_Page excerpt_
+ + +
Indigenous peoples for thousands of years have considered dreams to be guides to their lives helping them in decision making, especially in regards to significant life events. Jung believed that dreams promote growth and individuation and that dreams are sources of informative and creative power. He believed that each person is able to explore their dreams by keeping track of them, meditating on their meaning, and examining them in detail. A series of dreams can bring clarity as important images recur allowing for a deepening of understanding of what these dreams are conveying to the dreamer. Sharing dreams has been an important element in the lives of Native Americans and indigenous peoples. As an example, the Iroquois listened carefully to their dreams and made decisions according to what they felt their dreams were offering them in guidance.
Today we see Native Americans and indigenous people worldwide finding ways to create dialogue that allows them to build bridges and create solutions to take action on common interests. Sharing of dreams is often part of that dialogue.
All dreams are gifts sent as guidance, as a path to greater meaning and wholeness. The responsibility for interpretation rests with each individual and brings awareness to what was previously unconscious. Individual dreamers who share their dreams in community or are witnesses for others dreamers find that synchronicities often occur when in the communal fire with others. Baring witness to the telling of an offered dream in a community setting means listening deeply to the language of dream and honoring the dreamer who is dreaming through you.
For many who are familiar with Jungian analysis or other analytical approaches, sharing unanalyzed dreams may seem like heresy. After years of personal analysis and participation in dream groups, I believe that the final authority on any dream interpretation lies with the dreamer. An inner imaginal conversation with others offers community support and another way to turn dreams this way and that, further amplifying their meaning for both individual and community growth.
Turn your dreams this way or that
When sharing dreams or witnessing in an inner imaginal conversation without interpretation, there are many ways to honor individual dreams and the community dream.
- Include drawings or paintings as part of an individual dream journal, or create individual drawings and paintings that can later become a community dream book with additional text added in the form of poetry, words, phrases, and archetypal images.
- Play with dreaming a dream on by extending the plot, developing characters, changing actions, revising the dreamscape, and finding resolution if desired.
- Create community murals by painting, drawing, or creating collages of photo images reflecting themes or archetypal images from dreams shared.
- Enact a dream through dream pantomime. This offers the dreamer an opportunity to play with dream characters and images through enactment with the facilitation of a supportive cast from the community.
- Visit a natural setting or sacred place together as a group and continue the inner conversationin a new location.
- Coordinate a group action in your community to contribute to the common good.
Questions for your consideration:
- Do you pay attention to your dreams and synchronicities?
- Do you share your dreams with friends and family or just with a Jungian analyst or therapist?
- Have you been a member of a dream group? What was your experience of the dream body?
- Do you feel connected to ancestors and guides through your dreams?
- Do your dreams connect you more deeply to the natural world?
+ + +
_Dataset extract_
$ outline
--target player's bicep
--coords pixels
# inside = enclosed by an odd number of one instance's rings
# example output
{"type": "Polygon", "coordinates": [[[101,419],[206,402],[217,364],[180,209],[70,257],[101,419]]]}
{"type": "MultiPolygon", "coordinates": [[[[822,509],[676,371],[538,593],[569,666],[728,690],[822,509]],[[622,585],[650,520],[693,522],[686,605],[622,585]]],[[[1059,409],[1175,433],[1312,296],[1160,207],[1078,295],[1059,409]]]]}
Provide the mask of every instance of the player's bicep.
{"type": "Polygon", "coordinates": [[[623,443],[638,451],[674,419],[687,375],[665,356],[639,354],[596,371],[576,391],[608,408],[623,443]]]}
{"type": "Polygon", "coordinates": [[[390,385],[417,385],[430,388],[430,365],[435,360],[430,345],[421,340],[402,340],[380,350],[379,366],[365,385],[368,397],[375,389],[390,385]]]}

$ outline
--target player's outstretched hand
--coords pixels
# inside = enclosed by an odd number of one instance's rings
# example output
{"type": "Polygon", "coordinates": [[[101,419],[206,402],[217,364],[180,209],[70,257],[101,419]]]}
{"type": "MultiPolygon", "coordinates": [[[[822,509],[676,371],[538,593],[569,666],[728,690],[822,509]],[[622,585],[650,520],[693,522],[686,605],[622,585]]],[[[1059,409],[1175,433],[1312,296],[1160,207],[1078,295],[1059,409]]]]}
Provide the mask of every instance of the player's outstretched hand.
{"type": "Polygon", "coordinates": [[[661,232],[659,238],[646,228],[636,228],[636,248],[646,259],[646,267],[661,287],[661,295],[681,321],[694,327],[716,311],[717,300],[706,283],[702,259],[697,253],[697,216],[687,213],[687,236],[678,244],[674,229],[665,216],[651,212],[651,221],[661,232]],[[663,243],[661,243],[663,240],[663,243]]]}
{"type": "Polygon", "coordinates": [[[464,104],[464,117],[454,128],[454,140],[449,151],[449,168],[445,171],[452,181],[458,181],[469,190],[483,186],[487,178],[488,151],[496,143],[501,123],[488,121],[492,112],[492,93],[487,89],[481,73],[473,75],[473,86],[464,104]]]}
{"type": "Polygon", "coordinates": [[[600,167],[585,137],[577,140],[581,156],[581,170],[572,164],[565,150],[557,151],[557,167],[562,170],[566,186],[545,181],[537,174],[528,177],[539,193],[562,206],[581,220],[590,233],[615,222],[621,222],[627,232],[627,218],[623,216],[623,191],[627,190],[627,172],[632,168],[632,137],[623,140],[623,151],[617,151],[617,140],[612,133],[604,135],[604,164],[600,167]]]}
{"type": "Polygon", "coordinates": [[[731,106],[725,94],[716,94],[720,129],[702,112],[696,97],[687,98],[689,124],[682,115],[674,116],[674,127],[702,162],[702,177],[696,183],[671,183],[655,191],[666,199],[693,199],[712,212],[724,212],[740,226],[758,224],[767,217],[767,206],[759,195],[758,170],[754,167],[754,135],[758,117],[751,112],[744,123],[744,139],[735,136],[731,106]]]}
+ + +
_Required action A_
The dream-sharing page suggests several ways to honor individual dreams and the community dream. Briefly list every one of them.
_Required action B_
Copy word for word the part of the dream-sharing page from "- Enact a dream" to "the dream body?".

_Answer section A_
1. Add drawings or paintings to an individual dream journal, or make individual drawings and paintings that can later become a community dream book.
2. Dream a dream on by extending the plot, developing characters, changing actions, revising the dreamscape, and finding resolution if desired.
3. Create community murals by painting, drawing, or making collages of photo images that reflect themes or archetypal images from shared dreams.
4. Enact a dream through dream pantomime, with a supportive cast from the community.
5. Visit a natural setting or sacred place together as a group and continue the inner conversation there.
6. Coordinate a group action in your community to contribute to the common good.

_Answer section B_
- Enact a dream through dream pantomime. This offers the dreamer an opportunity to play with dream characters and images through enactment with the facilitation of a supportive cast from the community.
- Visit a natural setting or sacred place together as a group and continue the inner conversationin a new location.
- Coordinate a group action in your community to contribute to the common good.
Questions for your consideration:
- Do you pay attention to your dreams and synchronicities?
- Do you share your dreams with friends and family or just with a Jungian analyst or therapist?
- Have you been a member of a dream group? What was your experience of the dream body?